## Work to complete
Reproduce every one of the following records verbatim, line for line, without any alteration.

## Records to use
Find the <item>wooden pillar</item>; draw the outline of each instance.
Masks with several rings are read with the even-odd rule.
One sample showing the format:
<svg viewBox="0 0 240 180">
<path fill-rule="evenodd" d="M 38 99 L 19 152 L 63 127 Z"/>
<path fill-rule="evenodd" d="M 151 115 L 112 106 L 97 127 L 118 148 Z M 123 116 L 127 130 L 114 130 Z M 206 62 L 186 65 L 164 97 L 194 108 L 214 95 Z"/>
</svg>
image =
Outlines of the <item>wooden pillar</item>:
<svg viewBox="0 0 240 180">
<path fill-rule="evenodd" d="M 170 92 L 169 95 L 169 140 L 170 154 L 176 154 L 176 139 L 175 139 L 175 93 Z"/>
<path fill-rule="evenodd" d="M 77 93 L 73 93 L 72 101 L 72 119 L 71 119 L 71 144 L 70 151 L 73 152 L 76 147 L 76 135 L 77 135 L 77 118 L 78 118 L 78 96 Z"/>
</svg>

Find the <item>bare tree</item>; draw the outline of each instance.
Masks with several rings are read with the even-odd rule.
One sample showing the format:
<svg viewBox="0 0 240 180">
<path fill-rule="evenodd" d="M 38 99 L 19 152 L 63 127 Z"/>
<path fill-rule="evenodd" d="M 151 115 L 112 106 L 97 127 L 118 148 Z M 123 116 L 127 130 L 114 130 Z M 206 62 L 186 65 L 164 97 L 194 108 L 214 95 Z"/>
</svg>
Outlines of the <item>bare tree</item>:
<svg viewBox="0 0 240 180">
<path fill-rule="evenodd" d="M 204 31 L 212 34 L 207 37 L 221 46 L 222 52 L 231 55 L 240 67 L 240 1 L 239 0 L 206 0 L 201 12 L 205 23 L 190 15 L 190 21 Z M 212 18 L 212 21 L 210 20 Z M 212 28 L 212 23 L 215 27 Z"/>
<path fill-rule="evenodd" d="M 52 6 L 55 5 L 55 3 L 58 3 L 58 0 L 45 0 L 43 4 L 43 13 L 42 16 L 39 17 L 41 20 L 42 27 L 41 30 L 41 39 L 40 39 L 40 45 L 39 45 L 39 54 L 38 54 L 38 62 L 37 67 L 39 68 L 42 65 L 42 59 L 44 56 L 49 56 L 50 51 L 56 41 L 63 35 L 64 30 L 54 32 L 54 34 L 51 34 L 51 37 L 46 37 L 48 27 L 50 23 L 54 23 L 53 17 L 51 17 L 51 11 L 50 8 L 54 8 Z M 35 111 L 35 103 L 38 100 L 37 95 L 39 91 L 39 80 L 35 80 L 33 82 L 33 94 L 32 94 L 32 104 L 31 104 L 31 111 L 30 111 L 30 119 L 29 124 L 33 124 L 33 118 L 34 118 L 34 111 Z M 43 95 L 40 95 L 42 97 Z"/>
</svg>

## The reply
Find the <item>wooden pillar</item>; draw the outline of each instance.
Masks with several rings are read with the even-odd rule.
One sample showing the format:
<svg viewBox="0 0 240 180">
<path fill-rule="evenodd" d="M 38 99 L 19 152 L 63 127 Z"/>
<path fill-rule="evenodd" d="M 151 115 L 112 106 L 97 127 L 118 148 Z M 123 116 L 127 130 L 114 130 Z M 206 62 L 186 65 L 164 97 L 194 108 L 214 95 Z"/>
</svg>
image =
Outlines of the <item>wooden pillar</item>:
<svg viewBox="0 0 240 180">
<path fill-rule="evenodd" d="M 170 92 L 169 95 L 169 140 L 170 154 L 176 154 L 176 139 L 175 139 L 175 93 Z"/>
<path fill-rule="evenodd" d="M 77 93 L 73 93 L 72 101 L 72 119 L 71 119 L 71 144 L 70 151 L 73 152 L 76 147 L 76 135 L 77 135 L 77 118 L 78 118 L 78 96 Z"/>
</svg>

Find the <item>bare tree</item>; draw the outline of each instance.
Masks with several rings are read with the even-odd rule.
One sample showing the format:
<svg viewBox="0 0 240 180">
<path fill-rule="evenodd" d="M 38 99 L 19 152 L 63 127 Z"/>
<path fill-rule="evenodd" d="M 151 115 L 112 106 L 97 127 L 118 148 Z M 123 116 L 127 130 L 114 130 Z M 206 62 L 186 65 L 164 97 L 194 108 L 214 95 Z"/>
</svg>
Outlines of the <item>bare tree</item>:
<svg viewBox="0 0 240 180">
<path fill-rule="evenodd" d="M 204 31 L 212 34 L 207 37 L 221 46 L 222 52 L 231 55 L 240 67 L 240 1 L 239 0 L 206 0 L 201 12 L 205 23 L 190 15 L 190 21 Z M 212 18 L 212 21 L 210 20 Z M 212 28 L 212 23 L 215 27 Z"/>
<path fill-rule="evenodd" d="M 52 6 L 55 5 L 55 3 L 58 3 L 58 0 L 45 0 L 43 4 L 43 13 L 42 16 L 39 17 L 41 20 L 42 27 L 41 30 L 41 39 L 40 39 L 40 45 L 39 45 L 39 54 L 38 54 L 38 62 L 37 67 L 39 68 L 42 65 L 42 59 L 44 56 L 49 56 L 50 51 L 56 41 L 63 35 L 64 30 L 54 32 L 54 34 L 51 34 L 51 37 L 46 37 L 48 27 L 50 23 L 54 23 L 53 17 L 51 17 L 51 11 L 50 8 L 54 8 Z M 35 111 L 35 103 L 38 100 L 37 95 L 39 91 L 39 80 L 35 80 L 33 82 L 33 94 L 32 94 L 32 104 L 31 104 L 31 111 L 30 111 L 30 119 L 29 124 L 33 124 L 33 118 L 34 118 L 34 111 Z M 43 95 L 40 95 L 42 97 Z"/>
</svg>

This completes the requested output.